*Task details*: Each record, word for word and stripped of pictures, is what the answer should contain.

Saved data entries
--------

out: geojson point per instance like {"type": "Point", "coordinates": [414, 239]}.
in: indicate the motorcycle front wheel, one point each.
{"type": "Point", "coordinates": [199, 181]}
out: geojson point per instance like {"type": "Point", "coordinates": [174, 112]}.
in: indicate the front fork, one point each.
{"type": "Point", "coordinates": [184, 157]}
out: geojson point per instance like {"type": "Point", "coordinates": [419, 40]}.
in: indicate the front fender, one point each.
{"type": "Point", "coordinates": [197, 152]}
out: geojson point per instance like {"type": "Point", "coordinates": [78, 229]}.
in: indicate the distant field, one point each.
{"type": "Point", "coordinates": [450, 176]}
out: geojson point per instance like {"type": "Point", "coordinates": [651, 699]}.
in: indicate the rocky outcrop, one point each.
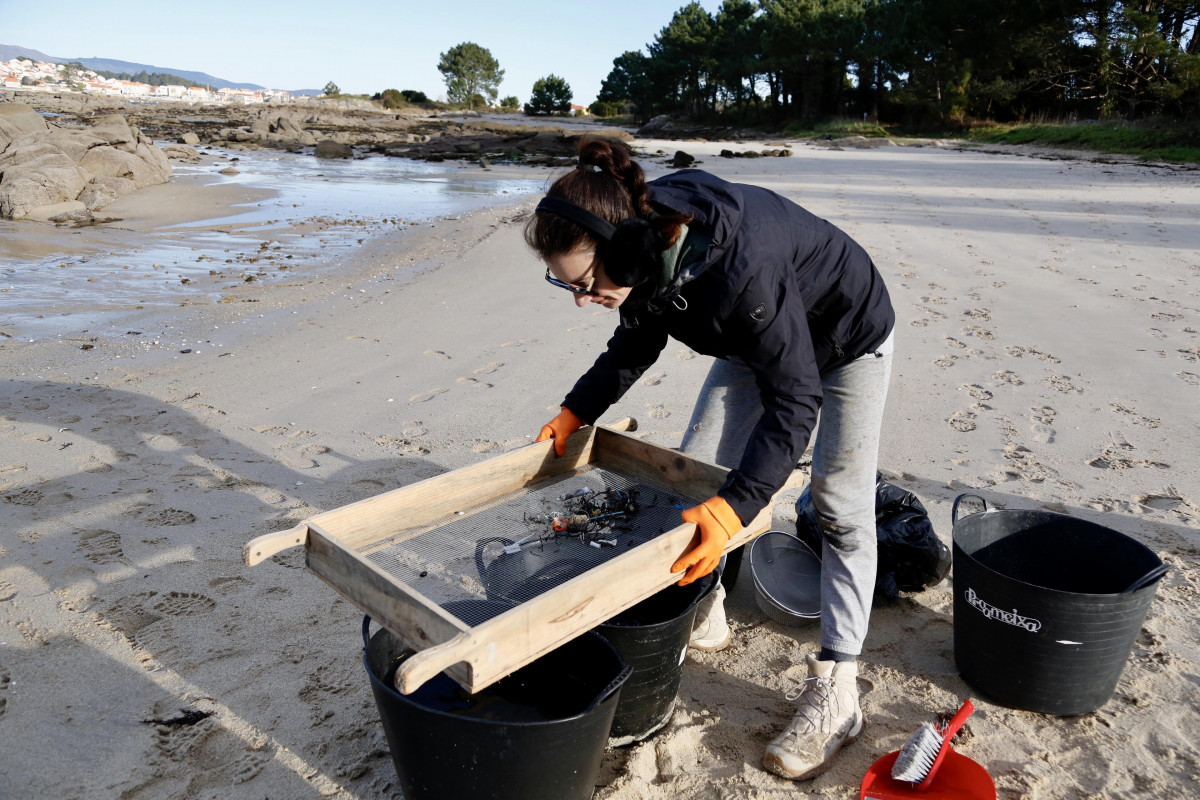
{"type": "Point", "coordinates": [42, 164]}
{"type": "Point", "coordinates": [330, 149]}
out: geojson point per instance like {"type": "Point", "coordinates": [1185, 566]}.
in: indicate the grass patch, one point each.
{"type": "Point", "coordinates": [835, 128]}
{"type": "Point", "coordinates": [1149, 140]}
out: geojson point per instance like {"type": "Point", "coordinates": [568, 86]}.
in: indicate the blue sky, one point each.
{"type": "Point", "coordinates": [363, 47]}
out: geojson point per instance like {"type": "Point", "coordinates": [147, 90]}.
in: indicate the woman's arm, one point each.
{"type": "Point", "coordinates": [630, 352]}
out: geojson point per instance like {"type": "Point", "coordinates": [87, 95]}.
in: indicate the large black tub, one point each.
{"type": "Point", "coordinates": [1047, 606]}
{"type": "Point", "coordinates": [652, 637]}
{"type": "Point", "coordinates": [537, 734]}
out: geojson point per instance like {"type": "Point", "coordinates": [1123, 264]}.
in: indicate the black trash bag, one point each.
{"type": "Point", "coordinates": [911, 557]}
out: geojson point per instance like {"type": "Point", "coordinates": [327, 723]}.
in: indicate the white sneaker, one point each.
{"type": "Point", "coordinates": [828, 717]}
{"type": "Point", "coordinates": [711, 631]}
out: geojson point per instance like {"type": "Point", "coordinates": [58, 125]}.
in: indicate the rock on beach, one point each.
{"type": "Point", "coordinates": [43, 164]}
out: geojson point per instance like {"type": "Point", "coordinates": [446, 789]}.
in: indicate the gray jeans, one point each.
{"type": "Point", "coordinates": [845, 458]}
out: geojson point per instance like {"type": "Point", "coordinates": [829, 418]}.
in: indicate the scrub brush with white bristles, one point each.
{"type": "Point", "coordinates": [923, 753]}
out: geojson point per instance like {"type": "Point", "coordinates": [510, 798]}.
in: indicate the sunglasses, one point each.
{"type": "Point", "coordinates": [586, 289]}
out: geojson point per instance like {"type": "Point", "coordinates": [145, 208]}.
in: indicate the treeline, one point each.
{"type": "Point", "coordinates": [917, 62]}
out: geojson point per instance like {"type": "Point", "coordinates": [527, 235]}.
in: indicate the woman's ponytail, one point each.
{"type": "Point", "coordinates": [612, 186]}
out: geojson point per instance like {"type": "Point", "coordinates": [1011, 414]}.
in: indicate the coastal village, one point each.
{"type": "Point", "coordinates": [47, 76]}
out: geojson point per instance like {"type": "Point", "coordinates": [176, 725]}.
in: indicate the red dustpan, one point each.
{"type": "Point", "coordinates": [959, 779]}
{"type": "Point", "coordinates": [933, 768]}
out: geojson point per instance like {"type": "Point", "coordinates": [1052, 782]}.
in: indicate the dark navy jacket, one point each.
{"type": "Point", "coordinates": [781, 289]}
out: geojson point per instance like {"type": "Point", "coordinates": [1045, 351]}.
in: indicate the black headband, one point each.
{"type": "Point", "coordinates": [579, 215]}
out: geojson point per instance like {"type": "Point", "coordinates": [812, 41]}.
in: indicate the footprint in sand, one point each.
{"type": "Point", "coordinates": [933, 313]}
{"type": "Point", "coordinates": [101, 547]}
{"type": "Point", "coordinates": [426, 396]}
{"type": "Point", "coordinates": [978, 332]}
{"type": "Point", "coordinates": [963, 421]}
{"type": "Point", "coordinates": [24, 498]}
{"type": "Point", "coordinates": [129, 614]}
{"type": "Point", "coordinates": [1135, 417]}
{"type": "Point", "coordinates": [978, 391]}
{"type": "Point", "coordinates": [1168, 500]}
{"type": "Point", "coordinates": [1062, 383]}
{"type": "Point", "coordinates": [1019, 352]}
{"type": "Point", "coordinates": [184, 603]}
{"type": "Point", "coordinates": [1116, 456]}
{"type": "Point", "coordinates": [162, 517]}
{"type": "Point", "coordinates": [293, 462]}
{"type": "Point", "coordinates": [1043, 417]}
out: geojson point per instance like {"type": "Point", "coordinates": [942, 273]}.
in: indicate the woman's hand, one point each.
{"type": "Point", "coordinates": [718, 524]}
{"type": "Point", "coordinates": [559, 428]}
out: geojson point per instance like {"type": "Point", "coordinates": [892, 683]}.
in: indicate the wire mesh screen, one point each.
{"type": "Point", "coordinates": [484, 563]}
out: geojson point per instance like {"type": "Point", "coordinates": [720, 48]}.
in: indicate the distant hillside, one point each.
{"type": "Point", "coordinates": [9, 52]}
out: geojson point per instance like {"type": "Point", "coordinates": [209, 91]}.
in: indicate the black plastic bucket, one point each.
{"type": "Point", "coordinates": [1047, 606]}
{"type": "Point", "coordinates": [537, 734]}
{"type": "Point", "coordinates": [652, 637]}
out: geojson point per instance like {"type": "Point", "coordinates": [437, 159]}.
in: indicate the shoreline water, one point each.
{"type": "Point", "coordinates": [197, 238]}
{"type": "Point", "coordinates": [1045, 359]}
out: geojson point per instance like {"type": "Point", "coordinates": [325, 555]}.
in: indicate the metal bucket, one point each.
{"type": "Point", "coordinates": [1047, 606]}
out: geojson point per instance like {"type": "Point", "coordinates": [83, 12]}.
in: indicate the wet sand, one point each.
{"type": "Point", "coordinates": [1048, 356]}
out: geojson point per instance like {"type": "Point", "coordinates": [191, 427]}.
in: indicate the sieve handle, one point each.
{"type": "Point", "coordinates": [954, 510]}
{"type": "Point", "coordinates": [1146, 579]}
{"type": "Point", "coordinates": [429, 662]}
{"type": "Point", "coordinates": [264, 547]}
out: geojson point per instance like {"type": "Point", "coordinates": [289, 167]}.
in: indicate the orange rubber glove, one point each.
{"type": "Point", "coordinates": [559, 428]}
{"type": "Point", "coordinates": [718, 524]}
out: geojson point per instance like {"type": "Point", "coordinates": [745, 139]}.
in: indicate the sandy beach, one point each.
{"type": "Point", "coordinates": [1048, 356]}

--------

*Task result*:
out: geojson point per instance like {"type": "Point", "coordinates": [414, 239]}.
in: indicate the motorcycle front wheel, one point each.
{"type": "Point", "coordinates": [199, 181]}
out: geojson point per instance like {"type": "Point", "coordinates": [174, 112]}.
in: indicate the front fork, one point each.
{"type": "Point", "coordinates": [184, 157]}
out: geojson point per instance like {"type": "Point", "coordinates": [419, 40]}.
in: indicate the front fender, one point each.
{"type": "Point", "coordinates": [197, 152]}
out: geojson point per instance like {"type": "Point", "coordinates": [78, 229]}.
in: indicate the distant field, one point each.
{"type": "Point", "coordinates": [450, 176]}
out: geojson point per instance like {"type": "Point", "coordinates": [651, 699]}.
in: indicate the rocky outcrop, one point each.
{"type": "Point", "coordinates": [42, 164]}
{"type": "Point", "coordinates": [330, 149]}
out: geojson point per instance like {"type": "Point", "coordinates": [1185, 566]}.
in: indicate the grass patch, one point each.
{"type": "Point", "coordinates": [835, 128]}
{"type": "Point", "coordinates": [1149, 140]}
out: geojson point per instance like {"type": "Point", "coordinates": [568, 86]}.
in: indicate the blue sky, one point each.
{"type": "Point", "coordinates": [363, 47]}
out: geojson point per instance like {"type": "Point", "coordinates": [147, 90]}.
in: indicate the woman's arm, one point each.
{"type": "Point", "coordinates": [630, 352]}
out: geojson point per instance like {"type": "Point", "coordinates": [87, 95]}.
in: indicate the large black tub, one point each.
{"type": "Point", "coordinates": [1047, 606]}
{"type": "Point", "coordinates": [652, 637]}
{"type": "Point", "coordinates": [537, 734]}
out: geojson point per instance like {"type": "Point", "coordinates": [1123, 264]}.
in: indicate the black trash bag, one point each.
{"type": "Point", "coordinates": [911, 557]}
out: geojson point per instance like {"type": "Point", "coordinates": [327, 723]}.
in: indicate the white sneaker, one point each.
{"type": "Point", "coordinates": [828, 717]}
{"type": "Point", "coordinates": [711, 631]}
out: geojson point per instance like {"type": "Point", "coordinates": [58, 125]}.
in: indicate the rock on beach, one point each.
{"type": "Point", "coordinates": [43, 164]}
out: geojson point per instance like {"type": "Point", "coordinates": [446, 789]}.
in: indicate the gray jeans, one point each.
{"type": "Point", "coordinates": [845, 458]}
out: geojson point per instance like {"type": "Point", "coordinates": [829, 418]}.
in: indicate the scrub brush with white bristles, one point each.
{"type": "Point", "coordinates": [923, 753]}
out: geojson point per instance like {"type": "Point", "coordinates": [510, 798]}.
in: indicate the sunglasses, one point each.
{"type": "Point", "coordinates": [586, 289]}
out: geojson point per instance like {"type": "Point", "coordinates": [145, 208]}.
in: indicate the treeline, one point each.
{"type": "Point", "coordinates": [917, 62]}
out: geojson point per instance like {"type": "Point", "coordinates": [527, 235]}.
in: indicate the woman's ponytail, one point each.
{"type": "Point", "coordinates": [612, 186]}
out: geojson point per instance like {"type": "Point", "coordinates": [1011, 414]}.
in: indicate the coastal village, one point each.
{"type": "Point", "coordinates": [47, 76]}
out: geojson point per instance like {"type": "Point", "coordinates": [176, 725]}.
in: indicate the red dustpan, one point each.
{"type": "Point", "coordinates": [959, 779]}
{"type": "Point", "coordinates": [933, 768]}
out: geojson point per instance like {"type": "Point", "coordinates": [1052, 782]}.
in: indicate the dark navy jacket, one point each.
{"type": "Point", "coordinates": [781, 289]}
out: geojson point per instance like {"type": "Point", "coordinates": [1045, 351]}.
in: indicate the black headband, one point each.
{"type": "Point", "coordinates": [579, 215]}
out: geojson point per instance like {"type": "Point", "coordinates": [812, 41]}.
in: indicate the footprint in sand, one point each.
{"type": "Point", "coordinates": [933, 313]}
{"type": "Point", "coordinates": [101, 547]}
{"type": "Point", "coordinates": [426, 396]}
{"type": "Point", "coordinates": [978, 332]}
{"type": "Point", "coordinates": [963, 421]}
{"type": "Point", "coordinates": [24, 498]}
{"type": "Point", "coordinates": [129, 614]}
{"type": "Point", "coordinates": [1135, 417]}
{"type": "Point", "coordinates": [978, 391]}
{"type": "Point", "coordinates": [1168, 500]}
{"type": "Point", "coordinates": [1062, 383]}
{"type": "Point", "coordinates": [1019, 352]}
{"type": "Point", "coordinates": [184, 603]}
{"type": "Point", "coordinates": [1116, 456]}
{"type": "Point", "coordinates": [162, 517]}
{"type": "Point", "coordinates": [293, 462]}
{"type": "Point", "coordinates": [1043, 417]}
out: geojson point per instance like {"type": "Point", "coordinates": [942, 273]}.
in: indicate the woman's hand, one point each.
{"type": "Point", "coordinates": [718, 524]}
{"type": "Point", "coordinates": [559, 428]}
out: geojson point per instance like {"type": "Point", "coordinates": [892, 683]}.
in: indicate the wire mesh screen, one point each.
{"type": "Point", "coordinates": [484, 563]}
out: geojson point per instance like {"type": "Point", "coordinates": [720, 48]}.
in: indicate the distant hillside, one point each.
{"type": "Point", "coordinates": [9, 52]}
out: geojson point per instance like {"type": "Point", "coordinates": [209, 91]}.
in: indicate the black plastic bucket, one point each.
{"type": "Point", "coordinates": [1047, 606]}
{"type": "Point", "coordinates": [537, 734]}
{"type": "Point", "coordinates": [652, 637]}
out: geojson point per instance like {"type": "Point", "coordinates": [437, 159]}.
in: indicate the shoreline water, one point each.
{"type": "Point", "coordinates": [197, 238]}
{"type": "Point", "coordinates": [1045, 359]}
out: geojson point per instance like {"type": "Point", "coordinates": [325, 555]}.
in: indicate the metal bucket, one point each.
{"type": "Point", "coordinates": [1047, 606]}
out: geojson point per instance like {"type": "Point", "coordinates": [83, 12]}.
in: indicate the wet sand, one point each.
{"type": "Point", "coordinates": [1048, 356]}
out: geojson point per instance like {"type": "Point", "coordinates": [191, 427]}.
in: indicate the sieve handle, one point each.
{"type": "Point", "coordinates": [954, 510]}
{"type": "Point", "coordinates": [1146, 579]}
{"type": "Point", "coordinates": [429, 662]}
{"type": "Point", "coordinates": [264, 547]}
out: geojson point per instance like {"type": "Point", "coordinates": [289, 167]}.
in: indicate the orange rubber glove, one point each.
{"type": "Point", "coordinates": [559, 428]}
{"type": "Point", "coordinates": [718, 524]}
out: geojson point per instance like {"type": "Point", "coordinates": [745, 139]}.
in: indicate the sandy beach, one point each.
{"type": "Point", "coordinates": [1048, 356]}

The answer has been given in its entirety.